● WHAT IS EXPECTED
Counting from the line that holds "Query: bush", return each line exactly, through and including the last line of the entries.
++++ RECORDS SUPPLIED ++++
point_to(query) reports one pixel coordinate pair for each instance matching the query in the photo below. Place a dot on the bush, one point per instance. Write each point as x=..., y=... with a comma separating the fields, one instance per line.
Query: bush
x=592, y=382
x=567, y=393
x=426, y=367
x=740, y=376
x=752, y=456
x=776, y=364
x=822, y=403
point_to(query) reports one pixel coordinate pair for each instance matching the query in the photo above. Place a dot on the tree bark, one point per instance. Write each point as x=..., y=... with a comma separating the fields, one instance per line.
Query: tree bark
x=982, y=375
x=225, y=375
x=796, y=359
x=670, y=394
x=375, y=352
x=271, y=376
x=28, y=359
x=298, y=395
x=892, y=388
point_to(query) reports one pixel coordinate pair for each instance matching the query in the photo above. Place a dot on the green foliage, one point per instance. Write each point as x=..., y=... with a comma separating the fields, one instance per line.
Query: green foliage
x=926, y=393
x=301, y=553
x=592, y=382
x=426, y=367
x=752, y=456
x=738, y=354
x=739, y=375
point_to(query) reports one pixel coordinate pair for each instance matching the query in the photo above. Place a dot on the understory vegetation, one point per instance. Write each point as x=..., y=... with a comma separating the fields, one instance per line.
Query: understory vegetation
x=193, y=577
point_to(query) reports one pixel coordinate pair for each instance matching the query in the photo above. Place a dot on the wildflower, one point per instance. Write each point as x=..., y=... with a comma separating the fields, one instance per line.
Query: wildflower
++++
● YOUR RESPONSE
Query: bush
x=592, y=382
x=567, y=393
x=426, y=367
x=740, y=376
x=752, y=456
x=776, y=364
x=822, y=403
point_to(query) reports one pixel coordinate pair for each instance matching the query in the photo above. Place a dot on the tree bark, one point per instance. Write each point as x=..., y=... with a comma separating the fields, one instance per line.
Query: tree bark
x=982, y=375
x=225, y=375
x=796, y=359
x=670, y=394
x=375, y=352
x=271, y=376
x=28, y=359
x=298, y=395
x=892, y=388
point_to(query) reports one pixel coordinate pair for each instance matching the query in the photo above. Place a dot on the green foliage, one point per instance. Write each point as x=..., y=... with a comma separating the fields, one instance per line.
Query: green foliage
x=926, y=393
x=301, y=553
x=592, y=382
x=426, y=367
x=752, y=456
x=738, y=354
x=739, y=375
point_to(query) reports one pixel coordinate pair for each instance matching the query in the photo above. Place a dot on the understory vegetation, one point per instance. Write each point as x=..., y=... with a comma separating the fields, one instance per line.
Query: understory vegetation
x=193, y=577
point_to(query) reports one pixel coordinate pair for each instance matching the query in the photo above. Place a dot on the wildflower, one point per instance. Write each point as x=..., y=... with a comma separating the fields, one instance per line.
Query: wildflower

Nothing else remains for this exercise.